Items listed in a dataset:
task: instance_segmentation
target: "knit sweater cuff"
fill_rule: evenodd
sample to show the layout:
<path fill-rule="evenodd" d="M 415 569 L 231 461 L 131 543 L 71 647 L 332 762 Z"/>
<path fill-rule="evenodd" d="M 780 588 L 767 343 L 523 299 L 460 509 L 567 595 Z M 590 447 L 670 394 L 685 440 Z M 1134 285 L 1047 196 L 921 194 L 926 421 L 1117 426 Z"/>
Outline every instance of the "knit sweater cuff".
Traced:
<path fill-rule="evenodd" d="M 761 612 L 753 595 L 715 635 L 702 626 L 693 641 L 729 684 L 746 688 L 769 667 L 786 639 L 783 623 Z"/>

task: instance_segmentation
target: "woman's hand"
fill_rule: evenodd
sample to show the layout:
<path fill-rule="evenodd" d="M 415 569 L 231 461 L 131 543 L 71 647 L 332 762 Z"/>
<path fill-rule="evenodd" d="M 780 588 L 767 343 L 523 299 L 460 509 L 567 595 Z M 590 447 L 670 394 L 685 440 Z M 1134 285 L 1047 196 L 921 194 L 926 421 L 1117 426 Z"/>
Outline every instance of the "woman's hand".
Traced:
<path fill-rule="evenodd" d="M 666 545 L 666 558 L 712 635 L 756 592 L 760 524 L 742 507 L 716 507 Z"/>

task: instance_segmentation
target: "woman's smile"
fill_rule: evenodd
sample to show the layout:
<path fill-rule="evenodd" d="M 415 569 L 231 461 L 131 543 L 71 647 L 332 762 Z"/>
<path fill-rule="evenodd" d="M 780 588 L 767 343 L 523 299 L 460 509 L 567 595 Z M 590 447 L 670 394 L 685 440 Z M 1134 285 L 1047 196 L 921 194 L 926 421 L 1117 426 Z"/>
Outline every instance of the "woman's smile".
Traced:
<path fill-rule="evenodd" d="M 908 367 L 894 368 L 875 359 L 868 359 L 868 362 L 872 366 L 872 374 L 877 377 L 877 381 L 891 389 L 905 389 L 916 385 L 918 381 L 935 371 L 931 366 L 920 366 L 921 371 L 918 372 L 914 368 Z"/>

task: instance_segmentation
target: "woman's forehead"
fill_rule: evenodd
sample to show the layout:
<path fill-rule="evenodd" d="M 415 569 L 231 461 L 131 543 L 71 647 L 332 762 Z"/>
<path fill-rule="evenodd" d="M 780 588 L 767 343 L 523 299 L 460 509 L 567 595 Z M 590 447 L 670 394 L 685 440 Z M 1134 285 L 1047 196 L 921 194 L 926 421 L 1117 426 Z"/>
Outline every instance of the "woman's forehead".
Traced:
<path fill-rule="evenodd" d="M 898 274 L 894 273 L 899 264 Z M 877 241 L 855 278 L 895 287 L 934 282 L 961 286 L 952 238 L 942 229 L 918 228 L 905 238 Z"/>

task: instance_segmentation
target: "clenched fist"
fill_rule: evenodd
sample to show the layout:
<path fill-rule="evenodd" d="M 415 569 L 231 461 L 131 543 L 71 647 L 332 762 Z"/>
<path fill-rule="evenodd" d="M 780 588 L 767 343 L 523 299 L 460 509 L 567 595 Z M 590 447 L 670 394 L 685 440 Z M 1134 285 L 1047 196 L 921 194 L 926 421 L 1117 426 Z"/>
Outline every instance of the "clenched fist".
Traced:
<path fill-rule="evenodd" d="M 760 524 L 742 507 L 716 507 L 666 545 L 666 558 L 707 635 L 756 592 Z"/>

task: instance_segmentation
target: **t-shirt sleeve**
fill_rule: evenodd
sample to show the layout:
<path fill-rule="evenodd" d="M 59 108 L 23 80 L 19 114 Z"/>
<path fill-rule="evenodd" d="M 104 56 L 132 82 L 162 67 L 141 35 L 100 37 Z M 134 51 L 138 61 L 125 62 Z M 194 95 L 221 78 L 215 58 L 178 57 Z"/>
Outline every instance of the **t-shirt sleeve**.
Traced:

:: Exercise prompt ::
Copy out all of the items above word for word, leaving every line unchanged.

:: Output of the exercise ::
task: instance_segmentation
target: "knit sweater cuff"
fill_rule: evenodd
sample to show the layout:
<path fill-rule="evenodd" d="M 415 569 L 231 461 L 131 543 L 71 647 L 332 762 Z"/>
<path fill-rule="evenodd" d="M 780 588 L 767 343 L 523 299 L 460 509 L 567 595 Z M 590 447 L 670 394 L 685 440 Z M 1134 285 L 1047 196 L 921 194 L 926 421 L 1117 426 Z"/>
Outline every instance of the "knit sweater cuff".
Traced:
<path fill-rule="evenodd" d="M 761 612 L 753 595 L 715 635 L 702 626 L 693 641 L 729 684 L 746 688 L 769 667 L 786 639 L 783 623 Z"/>

task: instance_segmentation
target: "woman's hand"
fill_rule: evenodd
sample to show the layout:
<path fill-rule="evenodd" d="M 415 569 L 231 461 L 131 543 L 71 647 L 332 762 Z"/>
<path fill-rule="evenodd" d="M 780 588 L 767 343 L 523 299 L 460 509 L 567 595 Z M 590 447 L 670 394 L 685 440 Z M 1134 285 L 1047 196 L 921 194 L 926 421 L 1117 426 Z"/>
Outline every instance of the "woman's hand".
Traced:
<path fill-rule="evenodd" d="M 666 545 L 666 558 L 712 635 L 756 592 L 760 524 L 742 507 L 716 507 Z"/>

task: instance_segmentation
target: "woman's smile"
fill_rule: evenodd
sample to show the layout:
<path fill-rule="evenodd" d="M 415 569 L 231 461 L 131 543 L 71 647 L 332 762 Z"/>
<path fill-rule="evenodd" d="M 780 588 L 767 343 L 523 299 L 460 509 L 567 595 Z M 590 447 L 670 394 L 685 440 Z M 1134 285 L 1047 196 L 921 194 L 926 421 L 1117 426 Z"/>
Outline every instance of the "woman's smile".
Traced:
<path fill-rule="evenodd" d="M 908 367 L 894 368 L 875 359 L 868 359 L 868 362 L 872 366 L 872 374 L 877 377 L 877 381 L 891 389 L 905 389 L 916 385 L 918 381 L 935 371 L 931 366 L 920 366 L 921 371 L 918 372 L 914 368 Z"/>

task: instance_segmentation
target: "woman's forehead"
fill_rule: evenodd
sample to show the layout:
<path fill-rule="evenodd" d="M 415 569 L 231 461 L 131 543 L 71 647 L 332 762 Z"/>
<path fill-rule="evenodd" d="M 780 588 L 767 343 L 523 299 L 460 509 L 567 595 Z M 590 447 L 670 394 L 685 440 Z M 1134 285 L 1047 196 L 921 194 L 926 421 L 1117 426 Z"/>
Outline every instance of the "woman's forehead".
Traced:
<path fill-rule="evenodd" d="M 898 274 L 894 273 L 899 264 Z M 877 241 L 855 278 L 895 287 L 934 282 L 961 286 L 952 238 L 942 229 L 918 228 L 905 238 Z"/>

task: instance_segmentation
target: "clenched fist"
fill_rule: evenodd
sample to show the layout:
<path fill-rule="evenodd" d="M 415 569 L 231 461 L 131 543 L 71 647 L 332 762 Z"/>
<path fill-rule="evenodd" d="M 780 588 L 767 343 L 523 299 L 460 509 L 567 595 Z M 590 447 L 670 394 L 685 440 Z M 1134 285 L 1047 196 L 921 194 L 926 421 L 1117 426 Z"/>
Outline every instance of the "clenched fist".
Traced:
<path fill-rule="evenodd" d="M 760 524 L 742 507 L 716 507 L 666 545 L 666 558 L 707 635 L 756 592 Z"/>

task: instance_segmentation
target: **t-shirt sleeve**
fill_rule: evenodd
sample to show the layout:
<path fill-rule="evenodd" d="M 59 108 L 23 80 L 19 114 Z"/>
<path fill-rule="evenodd" d="M 104 56 L 132 82 L 162 67 L 141 35 L 100 37 Z M 134 51 L 138 61 L 125 62 Z M 194 95 L 221 78 L 215 58 L 178 57 Z"/>
Outline every instance of the **t-shirt sleeve**.
Traced:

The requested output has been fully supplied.